▶ **Required tasks**
a. Output the passage on Caracalla word for word, starting with "In 214 Caracalla" and going on through "conquer the East.".
b. In the passage on Caracalla, at which games was he hailed "Alexander" in 214?
c. Sum up the passage on Caracalla in two sentences.

Conquering Persia, be it under Parthian or Sasanian control, was a goal common
to many emperors, and a disproportionate number of them died in their attempts.
For Caracalla, however, this ideal took on a dimension
far greater than simply adding to the holdings of Rome, for it also fed
upon his desire to replicate the legendary accomplishments of Alexander the
Great.
In 214 Caracalla attended the Pythian games at Philoppopolis, Thrace, where he
was hailed "Alexander" (with the title appearing on the commemorative coins
struck for the games). Indeed, that Caracalla envisioned himself as
Alexander novus is not surprising, for Alexander was about 22 years old when
he crossed the Hellespont and launched his Persian
invasion. At the similar age of 26, Caracalla held an identical position
— leader of the most powerful Empire in the Mediterranean world. Both men
thought in terms that were larger than life, and both were driven by an
insatiable (and perhaps slightly insane) desire to conquer the East.

▶ **Record list**

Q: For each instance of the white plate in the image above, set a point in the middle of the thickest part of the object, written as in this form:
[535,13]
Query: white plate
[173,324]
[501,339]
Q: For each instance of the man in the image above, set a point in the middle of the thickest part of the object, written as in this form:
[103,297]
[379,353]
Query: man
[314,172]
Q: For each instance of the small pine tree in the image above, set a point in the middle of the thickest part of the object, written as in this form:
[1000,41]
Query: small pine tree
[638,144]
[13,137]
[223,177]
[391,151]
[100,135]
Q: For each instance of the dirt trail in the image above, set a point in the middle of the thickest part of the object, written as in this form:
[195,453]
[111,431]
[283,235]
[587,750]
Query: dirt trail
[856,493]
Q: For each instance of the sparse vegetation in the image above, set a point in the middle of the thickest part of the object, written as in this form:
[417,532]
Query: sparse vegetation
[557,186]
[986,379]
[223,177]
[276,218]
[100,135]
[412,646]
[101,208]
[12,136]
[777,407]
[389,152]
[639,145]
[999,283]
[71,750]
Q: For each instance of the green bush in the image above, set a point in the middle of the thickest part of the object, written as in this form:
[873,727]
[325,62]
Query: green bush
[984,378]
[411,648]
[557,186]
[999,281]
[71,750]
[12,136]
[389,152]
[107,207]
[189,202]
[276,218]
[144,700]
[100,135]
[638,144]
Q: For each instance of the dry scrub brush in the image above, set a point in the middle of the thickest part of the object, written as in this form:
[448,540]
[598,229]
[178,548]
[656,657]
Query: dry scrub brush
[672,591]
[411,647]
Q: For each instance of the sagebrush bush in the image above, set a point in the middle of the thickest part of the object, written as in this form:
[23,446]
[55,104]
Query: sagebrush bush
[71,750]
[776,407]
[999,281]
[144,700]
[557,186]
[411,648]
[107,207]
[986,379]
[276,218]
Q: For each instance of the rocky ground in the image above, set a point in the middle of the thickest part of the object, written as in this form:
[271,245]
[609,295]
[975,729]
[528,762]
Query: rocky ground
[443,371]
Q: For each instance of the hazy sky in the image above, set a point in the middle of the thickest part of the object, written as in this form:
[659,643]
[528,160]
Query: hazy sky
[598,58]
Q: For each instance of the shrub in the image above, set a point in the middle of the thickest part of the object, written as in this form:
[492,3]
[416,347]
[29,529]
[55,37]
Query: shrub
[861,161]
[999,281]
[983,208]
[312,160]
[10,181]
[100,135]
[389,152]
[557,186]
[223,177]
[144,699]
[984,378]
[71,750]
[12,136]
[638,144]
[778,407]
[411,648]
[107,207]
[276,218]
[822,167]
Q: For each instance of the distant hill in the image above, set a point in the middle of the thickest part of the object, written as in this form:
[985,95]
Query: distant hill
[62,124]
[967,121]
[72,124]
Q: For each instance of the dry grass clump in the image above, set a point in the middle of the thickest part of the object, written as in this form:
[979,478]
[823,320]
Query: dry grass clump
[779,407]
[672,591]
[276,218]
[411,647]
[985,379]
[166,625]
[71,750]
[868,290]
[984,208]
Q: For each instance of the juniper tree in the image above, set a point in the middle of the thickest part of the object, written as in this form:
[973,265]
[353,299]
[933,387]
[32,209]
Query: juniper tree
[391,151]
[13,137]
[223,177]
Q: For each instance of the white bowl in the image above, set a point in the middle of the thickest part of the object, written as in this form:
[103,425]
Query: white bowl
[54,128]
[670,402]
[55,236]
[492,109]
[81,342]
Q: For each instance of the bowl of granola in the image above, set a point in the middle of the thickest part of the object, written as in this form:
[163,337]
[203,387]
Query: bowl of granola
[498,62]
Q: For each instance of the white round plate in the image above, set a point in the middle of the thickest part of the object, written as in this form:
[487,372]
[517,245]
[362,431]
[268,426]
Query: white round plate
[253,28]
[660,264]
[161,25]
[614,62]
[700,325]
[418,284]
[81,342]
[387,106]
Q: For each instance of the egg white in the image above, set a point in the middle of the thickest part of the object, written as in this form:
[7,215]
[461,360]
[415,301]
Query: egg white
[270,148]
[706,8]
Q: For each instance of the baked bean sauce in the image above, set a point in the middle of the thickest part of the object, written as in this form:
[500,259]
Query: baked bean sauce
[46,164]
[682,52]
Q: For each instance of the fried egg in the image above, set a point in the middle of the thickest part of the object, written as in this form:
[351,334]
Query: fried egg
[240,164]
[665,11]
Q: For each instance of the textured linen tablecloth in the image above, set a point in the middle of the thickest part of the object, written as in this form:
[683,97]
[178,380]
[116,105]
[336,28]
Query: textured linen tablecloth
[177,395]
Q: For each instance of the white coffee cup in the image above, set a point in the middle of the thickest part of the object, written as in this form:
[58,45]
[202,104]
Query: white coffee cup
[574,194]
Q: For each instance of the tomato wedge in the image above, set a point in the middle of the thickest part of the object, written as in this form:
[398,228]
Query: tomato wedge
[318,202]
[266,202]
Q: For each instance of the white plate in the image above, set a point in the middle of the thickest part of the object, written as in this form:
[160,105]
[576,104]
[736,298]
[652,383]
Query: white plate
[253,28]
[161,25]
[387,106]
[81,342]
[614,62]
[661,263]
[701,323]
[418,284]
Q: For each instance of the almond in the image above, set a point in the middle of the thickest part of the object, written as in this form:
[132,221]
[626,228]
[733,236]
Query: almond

▶ **Solutions to the tasks**
a.
In 214 Caracalla attended the Pythian games at Philoppopolis, Thrace, where he
was hailed "Alexander" (with the title appearing on the commemorative coins
struck for the games). Indeed, that Caracalla envisioned himself as
Alexander novus is not surprising, for Alexander was about 22 years old when
he crossed the Hellespont and launched his Persian
invasion. At the similar age of 26, Caracalla held an identical position
— leader of the most powerful Empire in the Mediterranean world. Both men
thought in terms that were larger than life, and both were driven by an
insatiable (and perhaps slightly insane) desire to conquer the East.

b. The Pythian games at Philoppopolis, Thrace.

c. Conquering Persia was a goal shared by many emperors, a disproportionate number of whom died trying, but for Caracalla it also fed his desire to replicate the legendary accomplishments of Alexander the Great. Hailed "Alexander" at the Pythian games in 214, Caracalla, like Alexander, led the most powerful empire in the Mediterranean world at a young age and was driven by an insatiable desire to conquer the East.